The complete listing should be restated exactly.

┌──

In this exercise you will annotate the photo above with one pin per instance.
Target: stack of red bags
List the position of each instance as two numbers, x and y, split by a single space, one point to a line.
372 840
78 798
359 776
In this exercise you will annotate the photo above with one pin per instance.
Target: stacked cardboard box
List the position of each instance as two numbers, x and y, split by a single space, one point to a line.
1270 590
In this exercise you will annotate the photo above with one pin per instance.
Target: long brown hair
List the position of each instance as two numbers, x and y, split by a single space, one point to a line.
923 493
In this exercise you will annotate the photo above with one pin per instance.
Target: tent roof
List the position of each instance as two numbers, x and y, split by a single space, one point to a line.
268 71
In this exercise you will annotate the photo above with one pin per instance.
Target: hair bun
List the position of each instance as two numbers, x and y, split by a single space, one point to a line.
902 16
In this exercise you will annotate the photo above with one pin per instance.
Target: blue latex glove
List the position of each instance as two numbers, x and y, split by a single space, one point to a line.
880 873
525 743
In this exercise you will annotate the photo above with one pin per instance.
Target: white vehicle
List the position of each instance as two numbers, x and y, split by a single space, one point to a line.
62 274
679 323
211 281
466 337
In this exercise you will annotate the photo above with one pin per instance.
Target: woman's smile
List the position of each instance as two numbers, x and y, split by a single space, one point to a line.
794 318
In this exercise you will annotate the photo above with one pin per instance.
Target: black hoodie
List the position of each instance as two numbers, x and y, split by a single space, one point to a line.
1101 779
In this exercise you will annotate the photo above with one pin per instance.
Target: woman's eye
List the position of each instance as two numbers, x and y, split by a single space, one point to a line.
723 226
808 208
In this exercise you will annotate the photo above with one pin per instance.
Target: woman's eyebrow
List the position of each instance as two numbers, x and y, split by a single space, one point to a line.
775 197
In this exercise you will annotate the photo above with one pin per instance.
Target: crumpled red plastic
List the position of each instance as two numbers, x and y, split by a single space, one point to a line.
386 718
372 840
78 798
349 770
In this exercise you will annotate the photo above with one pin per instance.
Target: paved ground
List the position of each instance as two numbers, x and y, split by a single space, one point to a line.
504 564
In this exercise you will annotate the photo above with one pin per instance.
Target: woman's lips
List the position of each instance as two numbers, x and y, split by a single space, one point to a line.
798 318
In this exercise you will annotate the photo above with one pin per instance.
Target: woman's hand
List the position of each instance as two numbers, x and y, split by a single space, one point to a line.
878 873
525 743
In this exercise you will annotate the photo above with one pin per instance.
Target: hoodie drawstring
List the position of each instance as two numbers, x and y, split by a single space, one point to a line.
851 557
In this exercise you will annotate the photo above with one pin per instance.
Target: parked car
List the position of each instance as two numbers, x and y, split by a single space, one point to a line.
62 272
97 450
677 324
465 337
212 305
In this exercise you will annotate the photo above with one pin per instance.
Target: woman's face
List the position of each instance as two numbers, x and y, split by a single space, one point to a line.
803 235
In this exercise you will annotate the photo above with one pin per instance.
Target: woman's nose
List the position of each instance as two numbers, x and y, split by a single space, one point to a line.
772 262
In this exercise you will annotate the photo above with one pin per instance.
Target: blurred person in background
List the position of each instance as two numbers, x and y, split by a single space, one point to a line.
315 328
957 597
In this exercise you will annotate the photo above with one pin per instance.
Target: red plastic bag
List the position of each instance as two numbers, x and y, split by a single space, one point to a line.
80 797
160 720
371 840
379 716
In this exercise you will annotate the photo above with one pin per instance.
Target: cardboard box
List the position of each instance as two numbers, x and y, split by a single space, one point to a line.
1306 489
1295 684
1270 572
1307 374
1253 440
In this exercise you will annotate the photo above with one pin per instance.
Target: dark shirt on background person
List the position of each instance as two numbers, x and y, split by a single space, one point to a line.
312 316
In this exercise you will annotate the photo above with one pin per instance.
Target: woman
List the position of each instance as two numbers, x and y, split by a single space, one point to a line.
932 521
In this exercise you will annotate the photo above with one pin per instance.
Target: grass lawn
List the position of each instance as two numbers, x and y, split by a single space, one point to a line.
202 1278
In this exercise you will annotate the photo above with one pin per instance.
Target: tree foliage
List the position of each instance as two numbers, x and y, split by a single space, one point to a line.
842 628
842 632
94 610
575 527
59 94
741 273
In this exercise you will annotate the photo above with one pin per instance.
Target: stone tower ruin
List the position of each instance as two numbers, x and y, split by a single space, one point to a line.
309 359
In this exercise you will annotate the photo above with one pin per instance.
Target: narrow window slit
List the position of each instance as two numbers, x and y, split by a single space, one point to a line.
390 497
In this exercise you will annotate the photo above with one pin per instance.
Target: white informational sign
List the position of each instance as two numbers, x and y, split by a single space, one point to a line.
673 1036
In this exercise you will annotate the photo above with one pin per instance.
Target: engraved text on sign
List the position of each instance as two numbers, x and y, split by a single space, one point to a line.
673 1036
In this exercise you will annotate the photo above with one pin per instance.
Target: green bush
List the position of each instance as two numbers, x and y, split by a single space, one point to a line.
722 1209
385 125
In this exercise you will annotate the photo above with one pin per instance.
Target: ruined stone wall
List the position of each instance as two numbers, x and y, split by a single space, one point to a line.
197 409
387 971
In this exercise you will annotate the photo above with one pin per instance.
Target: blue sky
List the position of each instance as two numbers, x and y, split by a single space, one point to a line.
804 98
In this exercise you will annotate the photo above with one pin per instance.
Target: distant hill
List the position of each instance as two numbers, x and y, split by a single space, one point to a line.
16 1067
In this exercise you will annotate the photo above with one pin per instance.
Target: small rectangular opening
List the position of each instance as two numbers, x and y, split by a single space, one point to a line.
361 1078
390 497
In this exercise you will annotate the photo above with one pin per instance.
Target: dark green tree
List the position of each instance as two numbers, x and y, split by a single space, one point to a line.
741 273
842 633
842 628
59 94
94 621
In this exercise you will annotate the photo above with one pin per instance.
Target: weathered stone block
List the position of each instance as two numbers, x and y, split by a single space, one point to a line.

└──

--- Solution ---
In this exercise you will annotate the photo above with one pin per instance.
Target: stack of red bags
List the position of each instance as two numbers, x and y, split by a single space, one point to a line.
372 840
78 798
359 776
In this exercise you will annotate the photo above with one pin per instance.
Target: stacked cardboard box
List the position of each instance as two numbers, x and y, split by a single space, one point to a line.
1270 590
In this exercise you will annotate the photo above with one pin per instance.
Target: long brown hair
List the position of each instance as two numbers, x and y, split by a single space, one point to a line.
923 493
In this exercise you will annotate the photo above with one pin per instance.
Target: tent roof
List the position of each instance as two numbers, x and y, split by a single space, one point to a line.
268 71
In this exercise you will annotate the photo above with one pin per instance.
Target: hair bun
List the position of each instance as two numbers, x and y, split by a single space, one point to a line.
902 16
In this exercise you will annotate the photo above with one pin per instance.
Target: blue latex glove
List the position of each instance as two numbers, x and y, split by a single space, one point to a line.
880 873
525 743
In this exercise you will annotate the photo above with one pin per instance.
Target: white vehicle
List the position of each instance as two numbers, x and y, split by a single space, one point to a line.
62 274
679 323
211 281
466 337
In this exercise you will annotate the photo above with one pin per instance.
Target: woman's smile
List the position of each instance as two numbers, x and y, split by a single space, one point to a line.
794 318
In this exercise you will annotate the photo above with one pin per instance.
Target: black hoodie
List the position of each instance as two numbers, x and y, split by a single space, one point to a line.
1101 779
In this exercise you will annotate the photo above with one pin per instance.
Target: woman's eye
List the position of each instance as two numbers, x and y, split by a single space, one point to a line.
723 226
808 208
In this exercise you will annotate the photo above with one pin per instance.
Target: woman's eyebrow
List the position of each instance as two numbers, x and y, split by a single space, one point to a line.
775 197
In this exercise you will annotate the photo above with one pin per instance.
Target: crumpled red plastic
List the position of each instance as two numbers, x and y, split by a single space, one point to a line.
386 718
372 840
78 798
349 770
In this exercise you will annotate the photo above with one pin per instance.
Target: paved ground
List the position of each instance as two numbers, x and y, split by a single space, one point to a line.
504 564
In this exercise you will annotate the photo above with one pin per instance.
Target: woman's lips
List the position of each instance as two numbers, x and y, split by a single space, one point to a line.
798 318
In this exercise you will annotate the photo above with one pin per instance.
Target: woman's hand
List the position of each instance as two numbers, x and y, split by a single space, one point to a line.
878 873
525 743
In this exercise you will annotate the photo above with one pin per instance.
Target: hoodie drawstring
List the position of each instance as two numbers, x and y, split by a single space, one point to a line.
851 557
In this exercise you will annotate the photo above with one pin per instance.
Target: parked car
List the position of each instance as two numbers, x and y, split by a single space, one point to a line.
62 272
97 450
677 324
465 337
212 305
In this exercise you will annotate the photo above with one pin per instance.
Target: woman's face
List the position of each instance as two numbers, x and y, split by a single space, one point to a line.
803 235
In this exercise you will annotate the photo above with one pin per instance.
Target: woman's nose
List the position of each instance as two numbers, x and y, split by a single space, one point to a line.
772 262
In this exercise you will annotate the photo above with one pin per instance.
Target: blurred person in background
List the position of each instance as two numbers, x and y, split by a single space, one point to a line.
315 328
957 597
In this exercise you will annotate the photo above with one pin per instance.
Target: red plastic bag
List the position of each instance as two numbers, x and y, split by a single space, one point to a line.
80 797
160 720
371 840
379 716
In this exercise you will annotate the photo above with one pin per instance.
Target: cardboard box
List the position of each instance as two numbers, x and y, split by a single space, one point to a line.
1306 489
1295 684
1270 572
1307 374
1253 440
In this exercise you will annotate the photo above with one pin per instance.
Target: dark shirt on background person
List the position of each instance as two numbers, x and y, split by a single space, one point to a line.
312 316
In this exercise you will annotate the photo above with one pin per instance.
Target: woman
List the position of each instance as two numbers, x and y, split by a single space, one point to a line.
932 521
In this exercise you will annotate the photo above with one pin per instance.
Target: grass lawn
List the position of each instance as two numbers, x and y, split by a single space, one point to a line.
202 1278
In this exercise you will annotate the photo above with one pin per instance.
Target: tree foliage
List the position of each instance as two numbers, x and y, split by a single space, one point to a line.
842 628
842 632
94 610
575 527
59 94
741 273
In this exercise you will annotate the photo above with one pin per instance.
Target: stone tower ruin
List the position of each instance as two numbers, x and y, split by a single space, one point to a line.
309 359
In this exercise you will annotate the photo above with one pin per instance.
Target: narrow window slit
List the position of each instance as two numbers, x and y, split by a single space, one point to a line.
390 497
In this exercise you will annotate the photo above with one pin per instance.
Target: white informational sign
List the position of each instance as two numbers, x and y, split by a single space, one point to a line.
673 1036
In this exercise you will annotate the photo above with one pin per instance.
Target: engraved text on sign
List the position of each instance as two numbers, x and y, split by a single space, one point to a line.
673 1036
In this exercise you will annotate the photo above with one pin per instance.
Target: green bush
List the position of each instance as two numbers, x and y, split by a single space, one point to a line.
722 1209
385 125
In this exercise you will annotate the photo above with one pin per instance.
Target: ruined stone wall
List the position of each instance as two numbers, x and y, split by a single space, one point to a line.
197 409
387 971
In this exercise you will annotate the photo above with one pin per instance.
Target: blue sky
List the position of each instance as two numbers, x and y, split by a single space, one point to a line.
804 98
In this exercise you will annotate the photo above with one pin per instance.
Target: distant hill
List the position of each instance as two numbers, x and y, split by a single space, one point to a line.
16 1067
In this exercise you will annotate the photo above with one pin per instance.
Target: small rectangular opening
List the position of each instance as two numbers, x and y, split by a single space, one point to a line.
361 1078
390 497
In this exercise you will annotate the photo above with one pin per instance.
Target: dark green tree
List the position of each instance as two numbers, x and y, split by a single space, one point to a line.
741 273
842 633
842 628
59 94
94 621
In this exercise you will annotate the photo above with one pin per instance.
Target: weathered stone block
List the position of each instance as two numbers, x and y, split by a single space, one point to a line.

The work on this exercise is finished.